◆ TASK TO CARRY OUT:
Begin at the line that has "pick out the tall" and stop after the last line of the records. Copy every line, requests included, and shift each x and y coordinate in the answers by adding 51 to it.

◆ MATERIAL:
============

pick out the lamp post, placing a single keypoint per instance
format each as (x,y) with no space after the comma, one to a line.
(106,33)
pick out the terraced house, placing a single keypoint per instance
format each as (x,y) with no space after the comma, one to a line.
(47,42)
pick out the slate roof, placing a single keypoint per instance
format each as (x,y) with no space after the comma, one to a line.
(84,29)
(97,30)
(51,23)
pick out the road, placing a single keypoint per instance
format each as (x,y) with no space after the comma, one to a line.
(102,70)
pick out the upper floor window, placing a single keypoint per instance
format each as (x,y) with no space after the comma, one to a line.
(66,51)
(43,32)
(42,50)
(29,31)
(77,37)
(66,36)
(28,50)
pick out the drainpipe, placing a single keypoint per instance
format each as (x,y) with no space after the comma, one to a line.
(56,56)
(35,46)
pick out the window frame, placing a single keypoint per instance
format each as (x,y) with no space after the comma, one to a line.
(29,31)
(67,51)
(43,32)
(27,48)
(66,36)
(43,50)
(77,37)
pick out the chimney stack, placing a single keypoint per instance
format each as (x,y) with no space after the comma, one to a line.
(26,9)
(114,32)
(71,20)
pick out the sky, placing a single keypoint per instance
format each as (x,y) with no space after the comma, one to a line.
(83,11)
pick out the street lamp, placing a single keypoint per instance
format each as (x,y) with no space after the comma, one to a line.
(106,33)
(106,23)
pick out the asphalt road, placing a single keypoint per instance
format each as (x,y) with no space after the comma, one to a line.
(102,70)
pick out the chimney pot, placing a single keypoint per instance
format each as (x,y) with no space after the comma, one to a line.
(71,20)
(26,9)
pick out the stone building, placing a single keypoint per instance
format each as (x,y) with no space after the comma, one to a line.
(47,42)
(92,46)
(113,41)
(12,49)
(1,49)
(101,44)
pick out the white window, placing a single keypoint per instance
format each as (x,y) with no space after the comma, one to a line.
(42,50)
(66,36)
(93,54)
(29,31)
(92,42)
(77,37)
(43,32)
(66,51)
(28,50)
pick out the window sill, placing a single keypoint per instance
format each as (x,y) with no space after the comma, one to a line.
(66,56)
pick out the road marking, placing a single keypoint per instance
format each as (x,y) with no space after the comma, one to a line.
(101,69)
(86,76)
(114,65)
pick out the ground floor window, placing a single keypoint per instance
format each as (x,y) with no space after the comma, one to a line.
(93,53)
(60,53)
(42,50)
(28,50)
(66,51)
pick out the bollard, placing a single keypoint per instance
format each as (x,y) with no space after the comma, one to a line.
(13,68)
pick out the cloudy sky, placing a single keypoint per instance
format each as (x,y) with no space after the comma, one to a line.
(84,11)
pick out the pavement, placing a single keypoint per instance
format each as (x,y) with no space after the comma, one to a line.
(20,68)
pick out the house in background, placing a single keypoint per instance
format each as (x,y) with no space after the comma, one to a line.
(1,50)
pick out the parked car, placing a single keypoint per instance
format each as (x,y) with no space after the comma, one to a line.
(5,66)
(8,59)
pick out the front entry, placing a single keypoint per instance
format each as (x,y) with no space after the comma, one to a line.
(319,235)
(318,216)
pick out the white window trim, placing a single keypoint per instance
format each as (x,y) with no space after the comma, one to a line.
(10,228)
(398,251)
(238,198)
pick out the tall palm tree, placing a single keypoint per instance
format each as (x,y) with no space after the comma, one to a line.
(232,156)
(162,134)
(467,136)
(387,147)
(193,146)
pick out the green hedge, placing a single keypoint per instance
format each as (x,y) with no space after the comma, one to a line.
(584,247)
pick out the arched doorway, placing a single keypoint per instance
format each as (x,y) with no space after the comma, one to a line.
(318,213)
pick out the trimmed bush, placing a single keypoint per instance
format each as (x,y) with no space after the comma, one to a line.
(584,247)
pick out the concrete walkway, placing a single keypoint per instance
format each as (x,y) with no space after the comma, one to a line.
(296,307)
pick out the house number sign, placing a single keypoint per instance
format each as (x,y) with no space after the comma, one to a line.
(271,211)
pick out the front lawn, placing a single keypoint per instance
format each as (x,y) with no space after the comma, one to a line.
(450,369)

============

◆ FINAL RESULT:
pick out the tall palm tree, placing a single keypoint per instance
format each as (x,y) with no space after the comma, one to a line.
(283,207)
(213,185)
(518,187)
(438,198)
(244,197)
pick out the green hedge, placing a single keypoint per instance
format each as (x,y) with no space after the comma, one to a line.
(635,298)
pick out the arched doorway, placing a single keypoint per instance
format each as (x,y) with no space after the comma, one to a line.
(369,264)
pick out the trimmed bush, placing a single keypoint per instance
format each as (x,y) with no space after the comma, one to a line.
(635,298)
pick out the concrete walkway, placing a single keypoint per instance
format each as (x,y) with no space after the comma, one to a line.
(347,358)
pick out the house number sign, placing a single keypoint per instance
format each as (x,y) with no space after the comma, one to a line.
(322,262)
pick out the front lawn, placing a single keypoint per instance
format each as (x,y) with no space after the comma, one to a line.
(501,420)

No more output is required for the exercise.